▸ **The problem**
Set down, please, exactly the lines below that run from the line with "Where can the metal railing" to the line with "Where can the high-rise", both lines included.

▸ **Listed entries**
--- --- ---

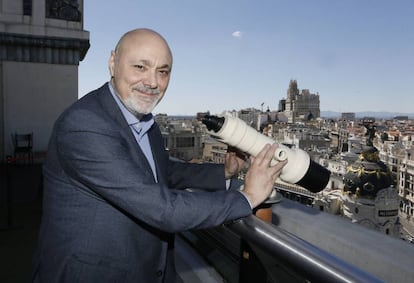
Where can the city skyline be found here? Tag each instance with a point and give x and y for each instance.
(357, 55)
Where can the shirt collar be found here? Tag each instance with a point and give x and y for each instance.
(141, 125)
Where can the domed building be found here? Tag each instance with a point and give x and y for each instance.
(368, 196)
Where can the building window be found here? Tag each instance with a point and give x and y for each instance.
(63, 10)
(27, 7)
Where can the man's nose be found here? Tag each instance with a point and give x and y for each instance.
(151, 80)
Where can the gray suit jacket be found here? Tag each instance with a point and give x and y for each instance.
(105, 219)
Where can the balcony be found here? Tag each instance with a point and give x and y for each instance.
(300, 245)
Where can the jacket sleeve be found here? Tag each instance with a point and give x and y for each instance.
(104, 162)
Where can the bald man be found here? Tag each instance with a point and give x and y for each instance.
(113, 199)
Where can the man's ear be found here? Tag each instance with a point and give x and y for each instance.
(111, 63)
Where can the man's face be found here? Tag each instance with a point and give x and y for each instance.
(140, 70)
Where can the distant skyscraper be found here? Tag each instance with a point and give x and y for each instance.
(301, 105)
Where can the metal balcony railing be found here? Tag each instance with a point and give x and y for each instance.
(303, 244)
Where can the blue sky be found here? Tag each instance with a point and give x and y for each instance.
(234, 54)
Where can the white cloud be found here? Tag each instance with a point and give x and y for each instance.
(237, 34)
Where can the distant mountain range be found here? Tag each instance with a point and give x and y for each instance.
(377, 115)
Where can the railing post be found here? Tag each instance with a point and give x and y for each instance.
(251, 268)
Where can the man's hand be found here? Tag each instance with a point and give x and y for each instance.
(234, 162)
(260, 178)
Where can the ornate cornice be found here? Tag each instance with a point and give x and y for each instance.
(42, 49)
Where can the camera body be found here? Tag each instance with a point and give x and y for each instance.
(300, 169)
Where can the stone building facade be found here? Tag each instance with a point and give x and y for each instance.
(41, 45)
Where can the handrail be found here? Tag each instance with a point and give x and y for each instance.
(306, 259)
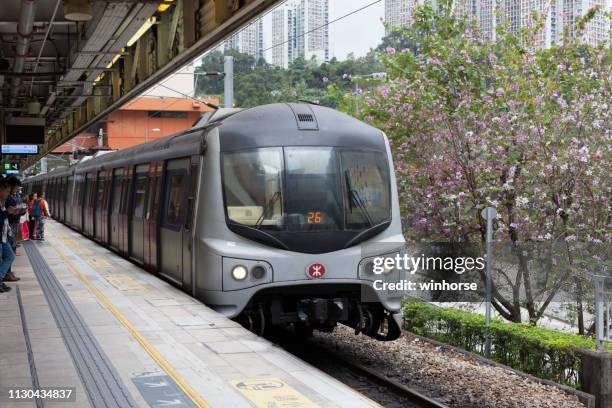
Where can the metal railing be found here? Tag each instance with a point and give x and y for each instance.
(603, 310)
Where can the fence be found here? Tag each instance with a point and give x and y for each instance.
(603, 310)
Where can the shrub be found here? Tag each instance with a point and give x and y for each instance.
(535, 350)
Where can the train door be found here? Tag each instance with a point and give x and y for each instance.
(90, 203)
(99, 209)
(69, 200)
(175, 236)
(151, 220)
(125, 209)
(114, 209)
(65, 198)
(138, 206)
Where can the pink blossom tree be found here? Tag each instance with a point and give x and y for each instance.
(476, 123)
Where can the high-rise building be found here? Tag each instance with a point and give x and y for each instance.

--- --- ---

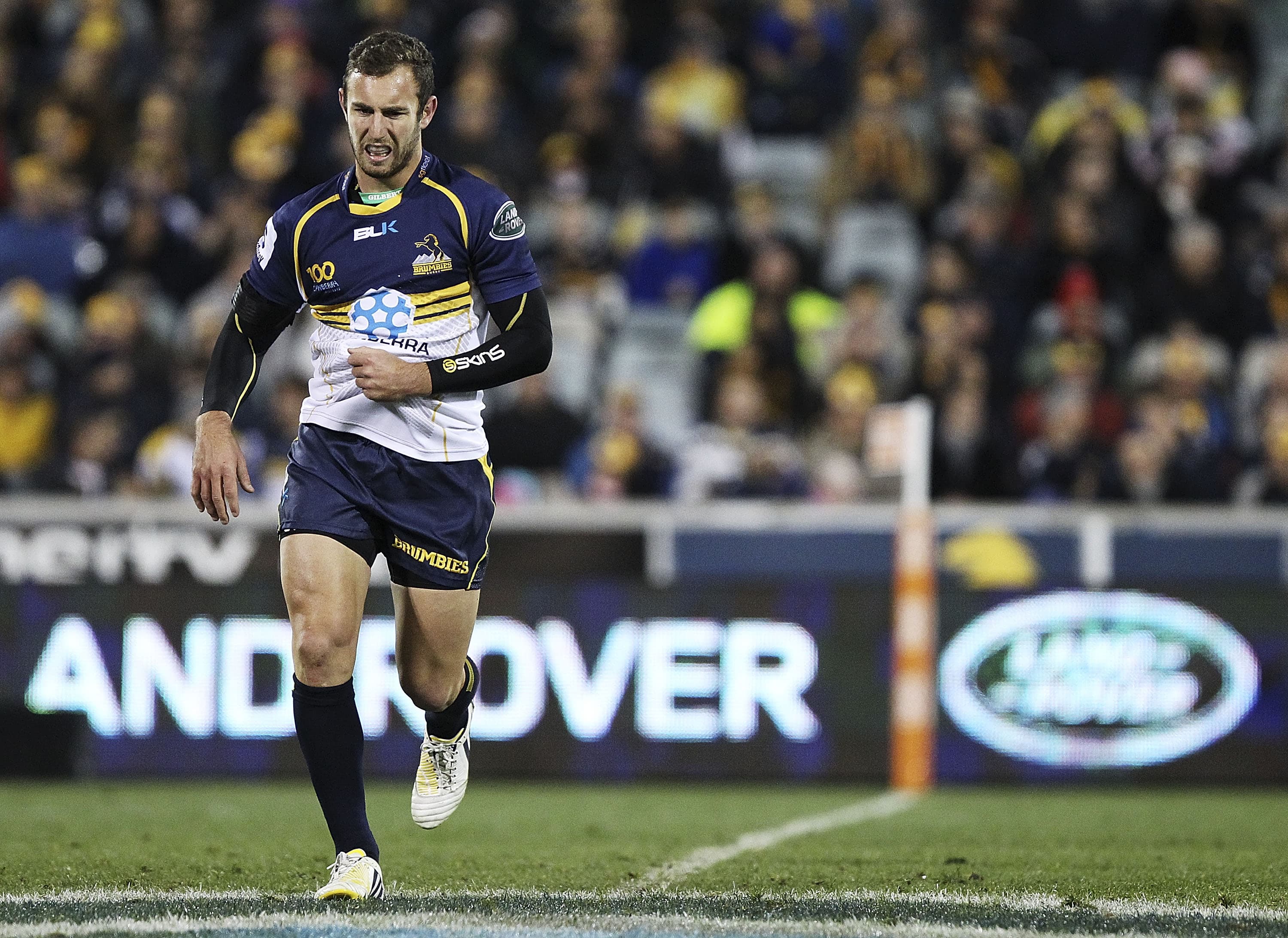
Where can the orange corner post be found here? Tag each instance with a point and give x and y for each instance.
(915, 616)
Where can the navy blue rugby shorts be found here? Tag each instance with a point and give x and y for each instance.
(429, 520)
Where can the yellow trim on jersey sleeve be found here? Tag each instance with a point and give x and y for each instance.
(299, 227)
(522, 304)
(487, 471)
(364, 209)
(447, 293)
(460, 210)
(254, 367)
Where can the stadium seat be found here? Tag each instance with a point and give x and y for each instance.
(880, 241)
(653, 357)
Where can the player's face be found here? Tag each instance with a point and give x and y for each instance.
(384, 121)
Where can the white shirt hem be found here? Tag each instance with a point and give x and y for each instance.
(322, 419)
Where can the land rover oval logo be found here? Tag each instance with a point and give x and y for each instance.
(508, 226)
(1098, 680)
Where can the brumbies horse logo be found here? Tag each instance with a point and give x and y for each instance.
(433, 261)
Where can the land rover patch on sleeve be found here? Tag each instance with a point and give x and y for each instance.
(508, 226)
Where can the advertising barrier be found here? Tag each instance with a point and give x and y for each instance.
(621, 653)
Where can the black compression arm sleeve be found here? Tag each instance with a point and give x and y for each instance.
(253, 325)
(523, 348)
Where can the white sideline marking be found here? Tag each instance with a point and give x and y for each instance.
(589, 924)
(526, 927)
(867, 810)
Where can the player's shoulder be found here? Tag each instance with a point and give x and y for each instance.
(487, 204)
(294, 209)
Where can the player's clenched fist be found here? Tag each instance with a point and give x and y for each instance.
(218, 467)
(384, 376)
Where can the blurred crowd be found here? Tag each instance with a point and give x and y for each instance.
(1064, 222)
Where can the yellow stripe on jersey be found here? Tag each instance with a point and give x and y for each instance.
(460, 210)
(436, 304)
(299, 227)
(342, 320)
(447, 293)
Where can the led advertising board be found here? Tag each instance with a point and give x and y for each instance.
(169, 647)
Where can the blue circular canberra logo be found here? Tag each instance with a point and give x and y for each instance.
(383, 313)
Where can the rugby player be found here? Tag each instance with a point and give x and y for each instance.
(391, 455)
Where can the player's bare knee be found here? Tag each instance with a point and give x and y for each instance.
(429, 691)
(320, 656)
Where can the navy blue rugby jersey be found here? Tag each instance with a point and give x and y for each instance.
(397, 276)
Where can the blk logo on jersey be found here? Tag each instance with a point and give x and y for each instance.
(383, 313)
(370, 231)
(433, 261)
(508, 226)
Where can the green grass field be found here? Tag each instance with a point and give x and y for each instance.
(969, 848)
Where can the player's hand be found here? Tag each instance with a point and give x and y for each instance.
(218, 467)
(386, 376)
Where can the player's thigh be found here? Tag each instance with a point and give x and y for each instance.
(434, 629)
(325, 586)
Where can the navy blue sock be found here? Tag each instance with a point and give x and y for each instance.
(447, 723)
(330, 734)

--- --- ---

▸ **Written reply**
Where can the metal railing be found here? Tag each instance with a point and give x and y for each instance.
(603, 310)
Where can the fence be found here? Tag each instance with a point and give x and y for each instance.
(603, 310)
Where can the shrub be found here? Tag each instance with a point and give x and y for each instance.
(535, 350)
Where can the train door be found here? Tag each instance with a point and give x and y for each instance.
(90, 203)
(99, 209)
(69, 200)
(175, 236)
(151, 220)
(125, 209)
(114, 209)
(65, 198)
(138, 206)
Where can the pink blossom tree be found here? Tag each instance with a point and give x and y for each instance.
(476, 123)
Where can the high-rise building be found here? Tag each instance with a point and give x and y for each instance.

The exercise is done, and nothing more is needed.